> _Text passage_
==================================================

Calculations on the GPU and CPU coincide only if one thread processes the entire batch of data.
Working version of the code:
if (tid == 0)
{
pCurrCostMin[pix] = AggrCostBad;
for (int d = 0; d < dCurCount; ++d)
{
ushort Cost = pCurrCosts[d];
pCurrAggrCosts[d] = Cost;
pCurrCostMin[pix] = min(Cost, pCurrCostMin[pix]);
}
}
Not a working option:
int threadCount = get_local_size(0);
if (tid == 0)
pCurrCostMin[pix] = AggrCostBad;
int iterCount = (dCurCount + threadCount - 1) / threadCount;
for (int iIter = 0; iIter < iterCount; iIter++)
{
int minIdx = iIter * threadCount;
int maxIdx = minIdx + threadCount;
if (maxIdx > dCurCount)
threadCount = dCurCount - minIdx;
if (tid < threadCount)
{
pCurrAggrCosts[minIdx + tid] = pCurrCosts[minIdx + tid];
}
if (tid == 0)
{
for (int d = 0; d < threadCount; ++d)
{
pCurrCostMin[pix] = min(pCurrCosts[minIdx + d], pCurrCostMin[pix]);
}
}
barrier(CLK_LOCAL_MEM_FENCE);
}
barrier(CLK_LOCAL_MEM_FENCE);
Tell me, please, what is my mistake

==================================================

> _What is asked_
a – In the non-working version of the code in the forum post, when does the loop change threadCount, and to what value?
b – Duplicate the part of the forum post that opens with the words containing "threadCount = dCurCount" and closes with "< threadCount; ++d)".

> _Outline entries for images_

==================================================

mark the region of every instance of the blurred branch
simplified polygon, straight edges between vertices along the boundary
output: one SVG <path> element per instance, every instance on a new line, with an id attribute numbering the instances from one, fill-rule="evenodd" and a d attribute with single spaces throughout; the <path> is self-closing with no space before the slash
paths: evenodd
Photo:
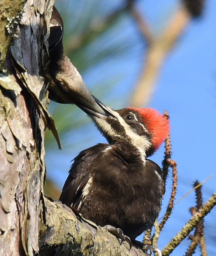
<path id="1" fill-rule="evenodd" d="M 46 178 L 44 189 L 44 194 L 46 196 L 50 197 L 54 199 L 58 200 L 61 194 L 61 192 L 57 188 L 56 185 L 49 178 Z"/>
<path id="2" fill-rule="evenodd" d="M 162 250 L 163 256 L 169 255 L 173 250 L 192 230 L 197 223 L 209 213 L 216 204 L 215 192 L 202 206 L 199 211 L 189 220 L 181 230 L 164 248 Z"/>
<path id="3" fill-rule="evenodd" d="M 150 29 L 149 24 L 147 23 L 143 17 L 134 6 L 134 0 L 128 0 L 127 4 L 129 10 L 133 18 L 137 22 L 140 32 L 145 38 L 148 45 L 150 45 L 153 41 L 154 36 L 152 30 Z"/>
<path id="4" fill-rule="evenodd" d="M 127 10 L 127 5 L 123 6 L 119 9 L 105 17 L 93 19 L 89 24 L 87 24 L 81 34 L 74 36 L 73 35 L 67 40 L 65 45 L 66 52 L 75 50 L 84 47 L 93 41 L 98 36 L 116 23 L 117 20 L 123 12 Z"/>
<path id="5" fill-rule="evenodd" d="M 133 10 L 134 8 L 133 7 Z M 134 17 L 134 10 L 132 12 Z M 145 61 L 132 97 L 132 106 L 141 107 L 147 104 L 154 90 L 154 85 L 165 56 L 188 24 L 190 18 L 187 9 L 183 6 L 174 14 L 161 37 L 153 40 L 152 38 L 151 40 L 147 39 L 148 46 Z M 145 23 L 144 21 L 143 23 Z M 138 27 L 140 28 L 139 26 Z M 143 35 L 142 30 L 140 31 Z M 147 38 L 145 34 L 144 38 Z"/>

==================================================

> _Responses by task_
a – When maxIdx, which is minIdx plus threadCount, exceeds dCurCount, the loop sets threadCount to dCurCount minus minIdx. This limits the last pass to the entries that remain, so the index minIdx + tid stays below dCurCount.

b –
threadCount = dCurCount - minIdx;
if (tid < threadCount)
{
pCurrAggrCosts[minIdx + tid] = pCurrCosts[minIdx + tid];
}
if (tid == 0)
{
for (int d = 0; d < threadCount; ++d)